* Begin EXTRACTED DATA *

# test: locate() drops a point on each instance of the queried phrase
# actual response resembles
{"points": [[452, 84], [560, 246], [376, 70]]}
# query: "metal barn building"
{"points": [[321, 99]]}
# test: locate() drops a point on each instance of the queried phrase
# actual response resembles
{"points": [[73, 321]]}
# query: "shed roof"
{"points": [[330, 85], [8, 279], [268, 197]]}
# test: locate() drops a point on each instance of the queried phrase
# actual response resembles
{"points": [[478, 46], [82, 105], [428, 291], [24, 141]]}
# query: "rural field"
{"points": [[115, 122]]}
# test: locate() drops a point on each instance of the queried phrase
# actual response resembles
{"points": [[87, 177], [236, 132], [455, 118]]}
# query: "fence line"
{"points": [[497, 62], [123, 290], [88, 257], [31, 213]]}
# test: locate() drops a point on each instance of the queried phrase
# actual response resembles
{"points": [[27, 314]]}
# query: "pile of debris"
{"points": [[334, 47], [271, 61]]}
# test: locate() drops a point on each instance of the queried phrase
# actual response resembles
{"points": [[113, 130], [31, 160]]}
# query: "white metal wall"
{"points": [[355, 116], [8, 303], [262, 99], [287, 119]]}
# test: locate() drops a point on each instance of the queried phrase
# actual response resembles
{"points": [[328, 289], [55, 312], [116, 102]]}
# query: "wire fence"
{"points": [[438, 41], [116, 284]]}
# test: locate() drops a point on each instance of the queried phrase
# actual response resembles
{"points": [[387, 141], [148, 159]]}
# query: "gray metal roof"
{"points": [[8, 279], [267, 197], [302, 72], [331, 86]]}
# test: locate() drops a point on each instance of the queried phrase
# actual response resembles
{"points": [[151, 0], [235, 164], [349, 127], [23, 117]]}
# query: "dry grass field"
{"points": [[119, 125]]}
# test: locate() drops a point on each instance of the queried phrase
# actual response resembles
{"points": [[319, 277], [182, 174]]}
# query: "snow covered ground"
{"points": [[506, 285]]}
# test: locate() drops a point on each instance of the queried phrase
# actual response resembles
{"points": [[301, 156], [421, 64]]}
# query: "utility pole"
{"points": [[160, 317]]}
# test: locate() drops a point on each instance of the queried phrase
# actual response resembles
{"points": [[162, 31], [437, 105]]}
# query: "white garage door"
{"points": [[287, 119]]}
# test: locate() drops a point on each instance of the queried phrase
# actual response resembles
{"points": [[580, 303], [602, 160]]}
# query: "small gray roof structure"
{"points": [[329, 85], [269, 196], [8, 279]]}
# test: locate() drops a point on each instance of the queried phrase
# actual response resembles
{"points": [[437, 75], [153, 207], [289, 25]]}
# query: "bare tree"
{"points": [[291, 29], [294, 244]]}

* End EXTRACTED DATA *

TASK DIRECTIONS:
Copy out each line above that contains the string "field".

RESPONSE BELOW:
# query: "rural field"
# query: "dry grass field"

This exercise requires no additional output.